Texte étudié =>
━━━

Des souris transgéniques
Un mécanisme est même proposé pour cet effet dominant. Quelle que soit l'espèce animale considérée, les acides aminés « sensibles » sont impliqués, côté C-terminal de la Prp, dans une structure qui paraît être un épitope. Sur cet épitope se fixerait une protéine X, non encore identifiée, mais apparemment nécessaire à la reconformation d'une Prp en Prp-sc. L'épitope des Prp mutées se caractérisant par une très forte affinité pour la protéine X, l'expression de Prp mutées dans la cellule se solderait par la séquestration du cofacteur indispensable à la transformation des protéines normales.
Ce modèle, déduit d'un certain nombre d'expériences, a été vérifié pour la première fois in vivo par l'équipe américaine.
Concrètement, des souris transgéniques ont été obtenues, exprimant un transgène Prp portant l'une ou l'autre des deux mutations protectrices identifiées dans la Prp murine (Q167R et Q218K). Les animaux pouvaient, en outre, exprimer ou non le gène prp normal.

━━━

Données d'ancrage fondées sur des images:
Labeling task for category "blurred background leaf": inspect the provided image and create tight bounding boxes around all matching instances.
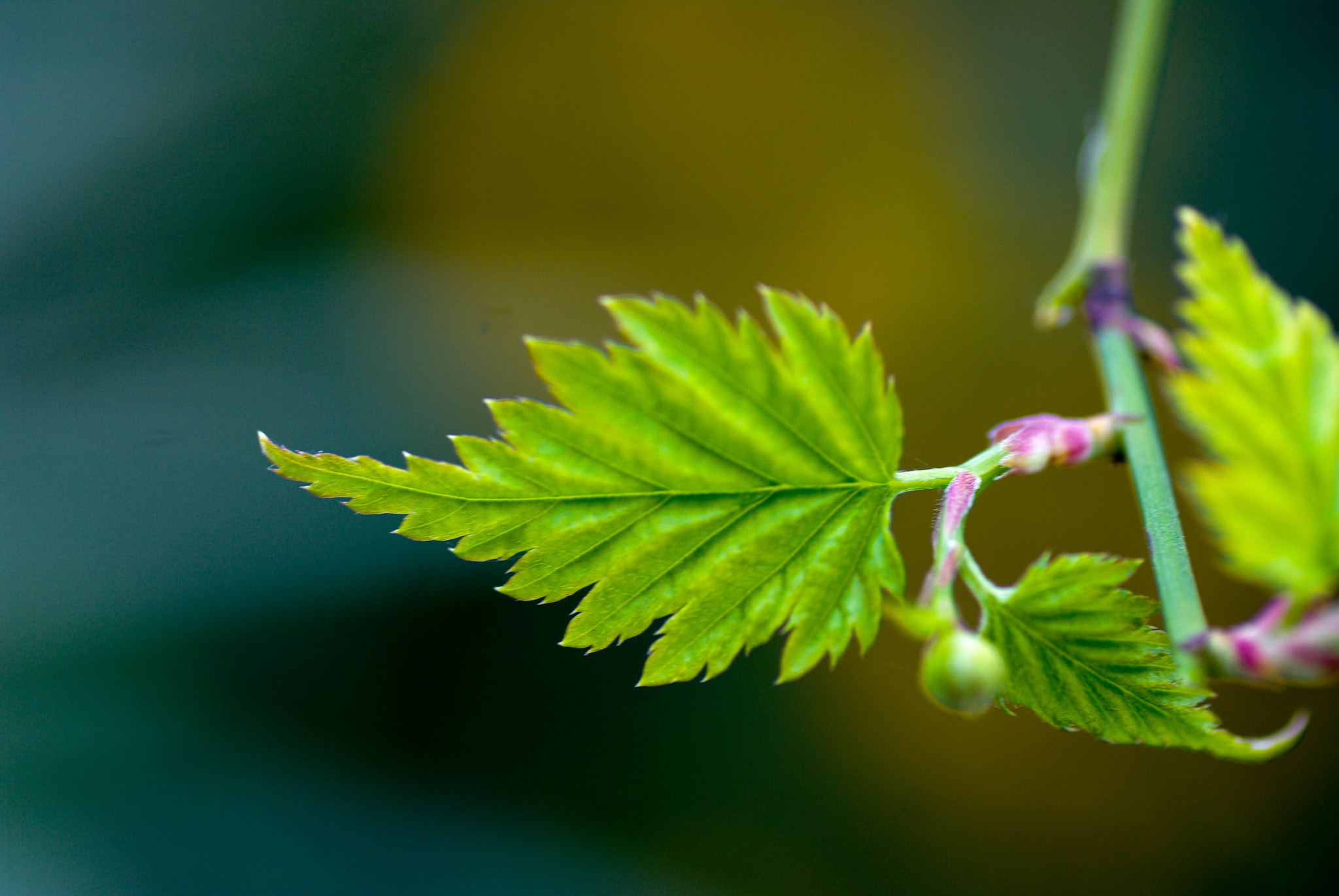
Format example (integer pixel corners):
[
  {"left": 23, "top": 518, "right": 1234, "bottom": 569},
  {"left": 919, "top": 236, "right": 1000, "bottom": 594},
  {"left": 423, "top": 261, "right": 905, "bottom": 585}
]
[{"left": 8, "top": 0, "right": 1339, "bottom": 895}]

━━━

Série de consignes =>
(1) D'après le texte sur les souris transgéniques, quelles sont les deux mutations protectrices identifiées dans la Prp murine ?
(2) Transcrivez fidèlement le passage du texte sur les souris transgéniques qui va de « Concrètement, des souris » jusqu'à « gène prp normal. ».

Liste des réponses =>
(1) Q167R et Q218K.

(2)
Concrètement, des souris transgéniques ont été obtenues, exprimant un transgène Prp portant l'une ou l'autre des deux mutations protectrices identifiées dans la Prp murine (Q167R et Q218K). Les animaux pouvaient, en outre, exprimer ou non le gène prp normal.